Stated task A >>
Using the chess news text that follows, say whether each statement agrees with it, answering yes or no and quoting the words that decide it: (i) Johnny Siong is 62 years old. (ii) The 1978 Karpov-Korchnoi world championship took place in Manila. (iii) Siong plays alongside other players and 12 cats.

Text >>
※
Enjoy this new episode of In Other News.
Chess in the Park
The Philippines breathes chess history, thanks to its legendary grandmaster Eugenio Torre and the famous 1978 Karpov-Korchnoi world championship in Baguio City. It is also the native country of the top U.S. grandmaster Wesley So, who could still be found playing chess in Manila’s Rizal Park in 2012.
The South China Morning Post has a story about a special chess corner in that park, dubbed Chess Plaza, where another “legend” can be found playing every day: the 62-year-old Johnny Siong—alongside other players and 17 cats. The story reminds us that even in these modern times, our game is still often being played out in the open, and sometimes for a bit of money (“or just coffee!”—Siong) as well.
The Black and White Jungle
Besides a fun, hustling, money-making vehicle for players in the park, chess can be an escape as well—a getaway from the worries of the everyday life, or “my ineffable worries, mom’s inexplicable tears, the fragile stillness of our quiet apartment,” as Ethan Li writes in a lovely little essay that’s a finalist in NextShark’s personal essay contest for 2019.
※
Extracted information >>
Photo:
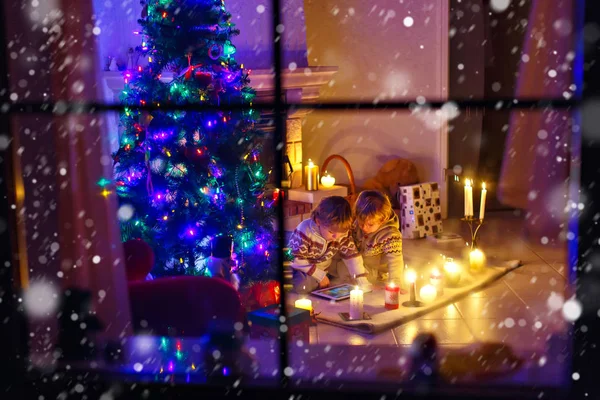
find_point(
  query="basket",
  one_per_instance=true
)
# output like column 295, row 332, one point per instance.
column 352, row 195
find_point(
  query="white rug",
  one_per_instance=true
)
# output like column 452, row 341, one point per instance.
column 382, row 319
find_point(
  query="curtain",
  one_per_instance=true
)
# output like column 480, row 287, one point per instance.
column 70, row 228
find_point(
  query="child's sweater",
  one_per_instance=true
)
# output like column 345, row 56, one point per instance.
column 382, row 250
column 313, row 254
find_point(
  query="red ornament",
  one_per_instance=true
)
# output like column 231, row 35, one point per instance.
column 139, row 259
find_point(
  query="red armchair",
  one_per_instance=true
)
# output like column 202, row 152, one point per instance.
column 183, row 305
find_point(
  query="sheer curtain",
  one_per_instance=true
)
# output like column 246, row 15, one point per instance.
column 536, row 162
column 70, row 227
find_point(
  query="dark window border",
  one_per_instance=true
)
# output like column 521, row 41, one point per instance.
column 585, row 346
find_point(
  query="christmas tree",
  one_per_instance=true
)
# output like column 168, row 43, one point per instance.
column 191, row 176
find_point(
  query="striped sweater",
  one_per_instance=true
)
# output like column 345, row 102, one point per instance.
column 313, row 254
column 382, row 250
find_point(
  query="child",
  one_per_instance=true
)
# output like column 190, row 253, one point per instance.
column 378, row 238
column 318, row 239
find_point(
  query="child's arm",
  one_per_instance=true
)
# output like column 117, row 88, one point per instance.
column 354, row 262
column 300, row 245
column 391, row 245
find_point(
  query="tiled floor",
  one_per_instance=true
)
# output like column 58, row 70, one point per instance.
column 514, row 310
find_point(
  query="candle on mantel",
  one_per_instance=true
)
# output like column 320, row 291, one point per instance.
column 468, row 199
column 428, row 294
column 304, row 304
column 356, row 304
column 452, row 272
column 476, row 260
column 392, row 292
column 436, row 280
column 327, row 181
column 411, row 278
column 311, row 171
column 482, row 204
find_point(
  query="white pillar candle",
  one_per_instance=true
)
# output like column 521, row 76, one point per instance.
column 428, row 294
column 468, row 198
column 482, row 204
column 304, row 304
column 356, row 304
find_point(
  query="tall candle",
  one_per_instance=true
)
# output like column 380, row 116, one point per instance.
column 482, row 204
column 476, row 260
column 436, row 280
column 328, row 181
column 392, row 292
column 304, row 304
column 411, row 278
column 468, row 199
column 356, row 304
column 311, row 172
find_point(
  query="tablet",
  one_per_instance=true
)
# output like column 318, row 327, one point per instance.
column 335, row 293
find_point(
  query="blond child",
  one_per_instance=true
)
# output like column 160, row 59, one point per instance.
column 317, row 240
column 378, row 238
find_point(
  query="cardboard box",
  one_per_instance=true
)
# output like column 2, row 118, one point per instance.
column 420, row 210
column 264, row 324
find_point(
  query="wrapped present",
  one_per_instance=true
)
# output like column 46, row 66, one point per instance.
column 264, row 324
column 420, row 210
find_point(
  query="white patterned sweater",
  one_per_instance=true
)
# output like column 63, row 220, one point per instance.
column 382, row 250
column 313, row 254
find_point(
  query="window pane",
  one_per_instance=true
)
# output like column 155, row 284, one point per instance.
column 504, row 313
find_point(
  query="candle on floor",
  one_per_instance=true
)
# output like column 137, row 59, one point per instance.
column 304, row 304
column 482, row 204
column 452, row 272
column 476, row 260
column 436, row 280
column 468, row 199
column 392, row 292
column 311, row 171
column 356, row 304
column 327, row 181
column 428, row 294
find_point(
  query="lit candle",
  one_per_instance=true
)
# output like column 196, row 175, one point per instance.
column 468, row 199
column 311, row 171
column 304, row 304
column 482, row 204
column 452, row 272
column 328, row 181
column 356, row 304
column 392, row 292
column 436, row 280
column 476, row 260
column 411, row 278
column 428, row 294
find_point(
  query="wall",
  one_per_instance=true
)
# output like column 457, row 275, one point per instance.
column 118, row 20
column 379, row 58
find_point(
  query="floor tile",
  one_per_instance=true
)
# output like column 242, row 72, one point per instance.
column 518, row 333
column 448, row 312
column 446, row 331
column 485, row 307
column 329, row 334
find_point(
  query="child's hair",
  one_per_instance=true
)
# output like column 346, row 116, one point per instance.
column 333, row 211
column 372, row 204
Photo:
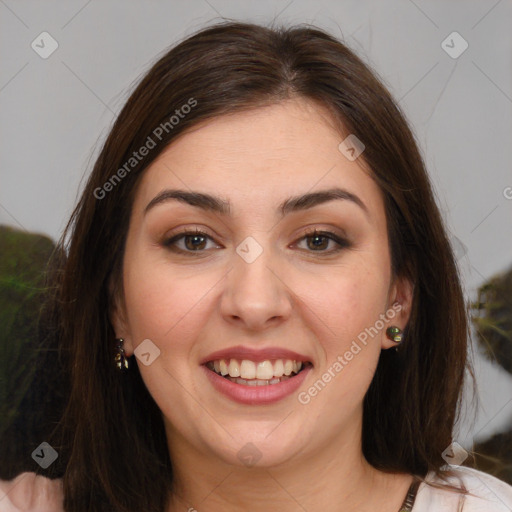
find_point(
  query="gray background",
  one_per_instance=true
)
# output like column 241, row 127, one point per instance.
column 57, row 111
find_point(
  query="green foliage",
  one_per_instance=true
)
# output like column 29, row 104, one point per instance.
column 23, row 260
column 492, row 319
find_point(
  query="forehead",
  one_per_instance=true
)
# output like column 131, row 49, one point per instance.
column 259, row 157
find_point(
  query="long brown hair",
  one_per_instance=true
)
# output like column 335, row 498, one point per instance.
column 111, row 436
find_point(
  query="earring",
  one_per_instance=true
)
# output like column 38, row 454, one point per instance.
column 395, row 334
column 120, row 358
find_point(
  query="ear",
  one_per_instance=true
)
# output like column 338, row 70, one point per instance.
column 400, row 297
column 118, row 317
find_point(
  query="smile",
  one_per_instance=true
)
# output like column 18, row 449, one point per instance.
column 251, row 373
column 256, row 382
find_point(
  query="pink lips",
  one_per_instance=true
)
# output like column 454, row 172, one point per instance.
column 256, row 395
column 240, row 352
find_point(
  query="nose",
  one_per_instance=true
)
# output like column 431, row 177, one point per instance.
column 256, row 295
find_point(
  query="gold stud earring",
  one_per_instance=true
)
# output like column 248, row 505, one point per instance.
column 121, row 360
column 395, row 334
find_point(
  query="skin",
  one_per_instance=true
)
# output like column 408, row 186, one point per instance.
column 292, row 296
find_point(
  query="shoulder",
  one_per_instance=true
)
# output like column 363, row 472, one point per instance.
column 485, row 493
column 31, row 492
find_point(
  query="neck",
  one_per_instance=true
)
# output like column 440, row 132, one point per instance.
column 335, row 478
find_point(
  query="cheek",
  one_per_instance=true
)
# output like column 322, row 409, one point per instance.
column 162, row 303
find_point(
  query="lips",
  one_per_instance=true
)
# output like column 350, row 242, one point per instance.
column 253, row 376
column 257, row 355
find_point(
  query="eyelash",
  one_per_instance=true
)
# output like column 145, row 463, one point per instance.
column 342, row 243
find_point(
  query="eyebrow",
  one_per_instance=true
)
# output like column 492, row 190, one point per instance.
column 293, row 204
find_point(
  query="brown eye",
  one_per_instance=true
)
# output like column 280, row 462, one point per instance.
column 318, row 241
column 193, row 241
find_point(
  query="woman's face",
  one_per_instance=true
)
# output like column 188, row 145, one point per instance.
column 257, row 285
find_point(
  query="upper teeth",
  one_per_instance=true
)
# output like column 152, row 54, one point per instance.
column 263, row 370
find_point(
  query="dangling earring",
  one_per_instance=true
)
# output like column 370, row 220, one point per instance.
column 395, row 334
column 120, row 358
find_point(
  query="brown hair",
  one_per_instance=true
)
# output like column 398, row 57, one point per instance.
column 111, row 435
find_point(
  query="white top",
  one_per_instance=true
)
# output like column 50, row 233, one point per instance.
column 490, row 494
column 31, row 493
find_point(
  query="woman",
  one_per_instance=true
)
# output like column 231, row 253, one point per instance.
column 260, row 307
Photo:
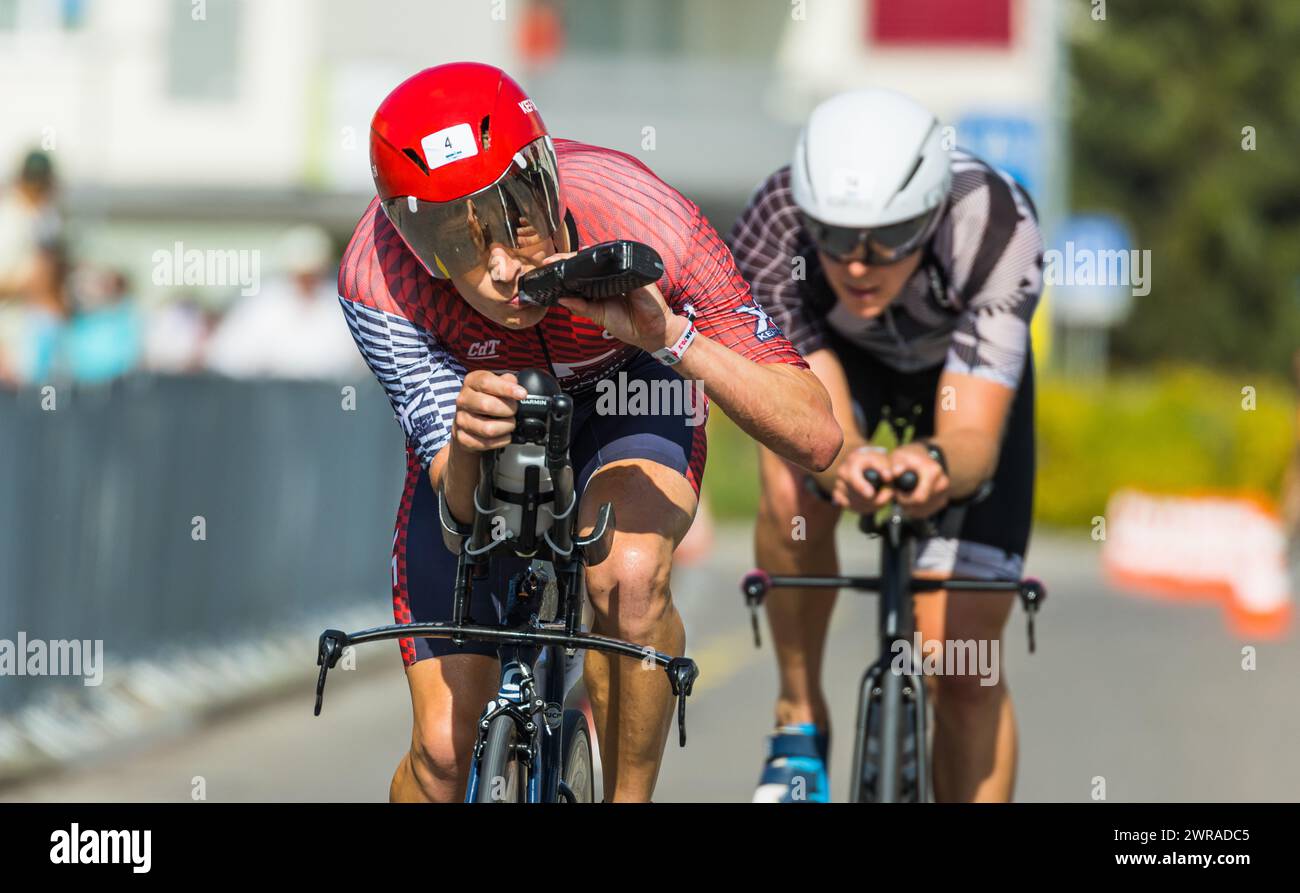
※
Stated task B >>
Pull out every line in the entries above that contains the word "floor".

Full response A >>
(i) Yes: "the 62-year-old Johnny Siong"
(ii) No: "the famous 1978 Karpov-Korchnoi world championship in Baguio City"
(iii) No: "alongside other players and 17 cats"

Full response B >>
  query="tiled floor",
  query="candle on floor",
  query="floor tile",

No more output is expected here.